■ Do this ■
With the line containing "Pin the paved" as the first line and the last line of the records as the final one, reproduce that range exactly.

— start Information provided —

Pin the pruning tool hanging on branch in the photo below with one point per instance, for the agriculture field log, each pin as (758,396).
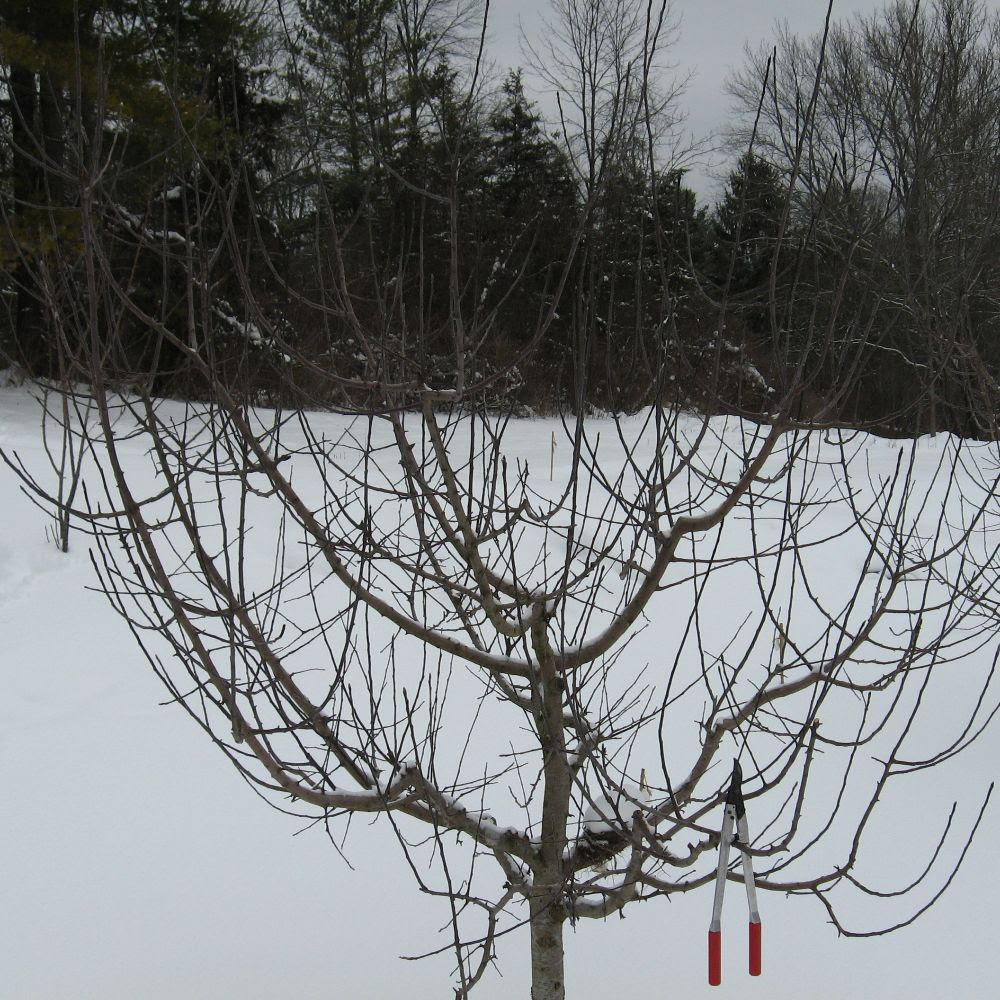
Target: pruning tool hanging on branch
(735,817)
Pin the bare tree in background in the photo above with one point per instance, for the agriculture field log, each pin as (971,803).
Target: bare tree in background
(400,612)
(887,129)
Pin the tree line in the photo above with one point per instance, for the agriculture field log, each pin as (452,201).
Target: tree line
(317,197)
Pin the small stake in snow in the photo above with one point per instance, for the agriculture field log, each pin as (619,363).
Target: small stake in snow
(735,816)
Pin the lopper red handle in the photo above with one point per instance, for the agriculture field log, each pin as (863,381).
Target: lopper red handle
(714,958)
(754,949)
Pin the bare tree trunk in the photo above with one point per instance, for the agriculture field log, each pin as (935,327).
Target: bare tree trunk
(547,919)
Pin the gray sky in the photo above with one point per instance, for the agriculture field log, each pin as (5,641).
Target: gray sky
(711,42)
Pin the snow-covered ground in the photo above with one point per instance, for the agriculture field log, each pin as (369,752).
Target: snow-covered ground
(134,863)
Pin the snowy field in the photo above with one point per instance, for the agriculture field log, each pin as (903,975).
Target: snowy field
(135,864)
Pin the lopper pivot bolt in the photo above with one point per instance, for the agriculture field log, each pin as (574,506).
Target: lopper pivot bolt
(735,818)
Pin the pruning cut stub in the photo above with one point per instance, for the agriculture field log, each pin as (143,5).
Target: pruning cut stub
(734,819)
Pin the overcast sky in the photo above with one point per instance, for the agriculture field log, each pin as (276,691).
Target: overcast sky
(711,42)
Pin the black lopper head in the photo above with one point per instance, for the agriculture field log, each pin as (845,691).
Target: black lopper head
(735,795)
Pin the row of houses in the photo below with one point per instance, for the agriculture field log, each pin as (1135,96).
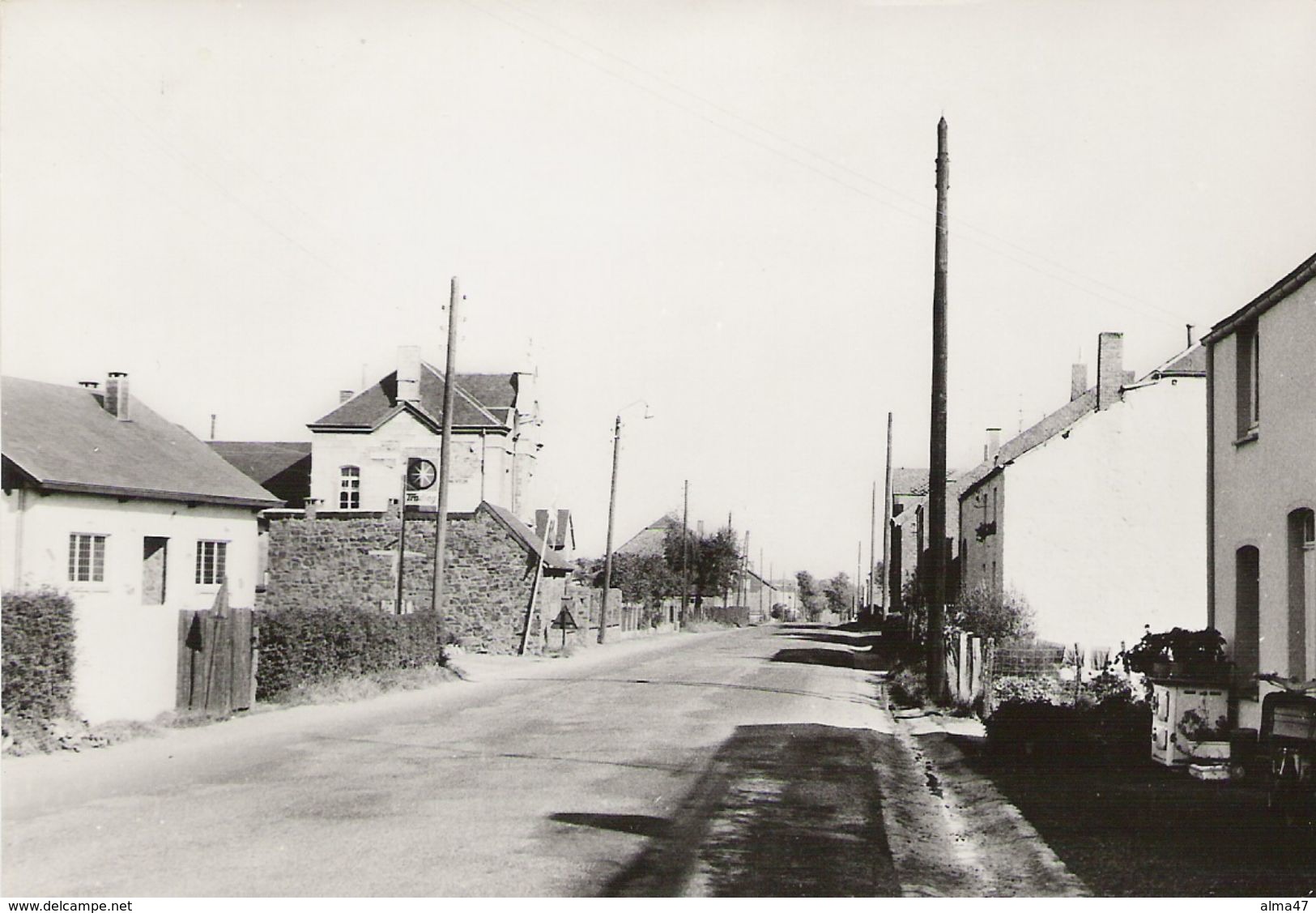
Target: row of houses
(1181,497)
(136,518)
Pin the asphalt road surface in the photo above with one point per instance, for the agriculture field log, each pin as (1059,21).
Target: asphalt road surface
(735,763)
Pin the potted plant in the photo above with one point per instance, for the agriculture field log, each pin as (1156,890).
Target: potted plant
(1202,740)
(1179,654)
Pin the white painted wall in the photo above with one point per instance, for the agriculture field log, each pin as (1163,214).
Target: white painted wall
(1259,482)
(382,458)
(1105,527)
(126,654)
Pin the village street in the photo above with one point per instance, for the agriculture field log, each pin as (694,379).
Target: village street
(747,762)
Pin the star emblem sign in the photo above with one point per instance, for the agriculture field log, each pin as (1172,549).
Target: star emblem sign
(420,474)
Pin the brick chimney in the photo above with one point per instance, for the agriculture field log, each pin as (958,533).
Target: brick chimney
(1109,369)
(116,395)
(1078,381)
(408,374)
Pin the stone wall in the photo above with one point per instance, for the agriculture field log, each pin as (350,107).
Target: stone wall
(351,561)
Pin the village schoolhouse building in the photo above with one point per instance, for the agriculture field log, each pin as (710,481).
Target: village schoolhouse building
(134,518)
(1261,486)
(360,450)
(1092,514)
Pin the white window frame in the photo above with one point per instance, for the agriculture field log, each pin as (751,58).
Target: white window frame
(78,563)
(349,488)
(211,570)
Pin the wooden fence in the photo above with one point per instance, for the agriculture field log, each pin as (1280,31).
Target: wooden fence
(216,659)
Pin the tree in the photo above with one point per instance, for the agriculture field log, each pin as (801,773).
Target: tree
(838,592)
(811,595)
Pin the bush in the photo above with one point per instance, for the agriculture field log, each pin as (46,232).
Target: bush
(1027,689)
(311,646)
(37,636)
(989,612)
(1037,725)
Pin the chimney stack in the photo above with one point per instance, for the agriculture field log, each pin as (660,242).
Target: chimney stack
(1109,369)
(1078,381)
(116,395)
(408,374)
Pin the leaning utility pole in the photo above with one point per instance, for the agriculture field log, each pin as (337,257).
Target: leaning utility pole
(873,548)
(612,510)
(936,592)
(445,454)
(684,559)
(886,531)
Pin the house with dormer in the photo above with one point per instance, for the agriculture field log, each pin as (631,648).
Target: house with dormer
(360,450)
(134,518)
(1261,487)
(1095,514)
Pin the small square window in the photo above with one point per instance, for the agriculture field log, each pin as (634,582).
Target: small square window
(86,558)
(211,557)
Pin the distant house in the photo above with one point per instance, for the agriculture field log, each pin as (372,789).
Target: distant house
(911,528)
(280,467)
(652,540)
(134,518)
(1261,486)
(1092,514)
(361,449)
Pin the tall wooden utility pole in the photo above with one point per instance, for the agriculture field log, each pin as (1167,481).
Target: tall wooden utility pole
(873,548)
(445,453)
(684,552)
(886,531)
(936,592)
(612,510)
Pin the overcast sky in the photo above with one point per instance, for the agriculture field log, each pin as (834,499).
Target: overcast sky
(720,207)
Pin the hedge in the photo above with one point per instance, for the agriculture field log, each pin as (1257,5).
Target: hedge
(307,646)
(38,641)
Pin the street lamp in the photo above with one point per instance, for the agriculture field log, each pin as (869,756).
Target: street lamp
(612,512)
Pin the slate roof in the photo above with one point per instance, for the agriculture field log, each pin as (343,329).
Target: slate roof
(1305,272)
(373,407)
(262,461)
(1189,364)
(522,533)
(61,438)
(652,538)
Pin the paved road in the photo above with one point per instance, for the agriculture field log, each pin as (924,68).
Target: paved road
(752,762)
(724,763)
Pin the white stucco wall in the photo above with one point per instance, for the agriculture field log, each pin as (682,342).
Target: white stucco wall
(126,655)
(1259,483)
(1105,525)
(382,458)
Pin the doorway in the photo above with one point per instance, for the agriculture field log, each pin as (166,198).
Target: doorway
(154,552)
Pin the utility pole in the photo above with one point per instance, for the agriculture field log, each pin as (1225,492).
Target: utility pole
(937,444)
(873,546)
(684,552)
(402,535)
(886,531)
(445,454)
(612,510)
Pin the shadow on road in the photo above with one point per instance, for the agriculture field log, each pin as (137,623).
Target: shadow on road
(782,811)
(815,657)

— end Information provided —

■ Problem solution ■
Pin the paved road in the photo above with one point per instance, for the agriculture field log, each pin as (924,68).
Target: paved road
(752,762)
(724,763)
Pin the white stucco wall in the photo above with one point per instance, for the agriculture field log, each pin as (682,342).
Target: white stucco wall
(126,655)
(1259,483)
(1105,525)
(382,458)
Pin the doorway in the photo above with one point per instance, for the agriculture field log, each pin as (166,198).
Target: doorway
(154,552)
Pin the utility pole in the photo above with one point per instance, for the agriculture field log, each pin as (1225,492).
Target: utility pole
(937,444)
(873,546)
(684,552)
(402,535)
(886,531)
(445,454)
(612,510)
Pin the shadow on road in the photo above with one point per instance, for the agriculture field log, each pin as (137,623).
Target: shadow on road
(782,811)
(815,657)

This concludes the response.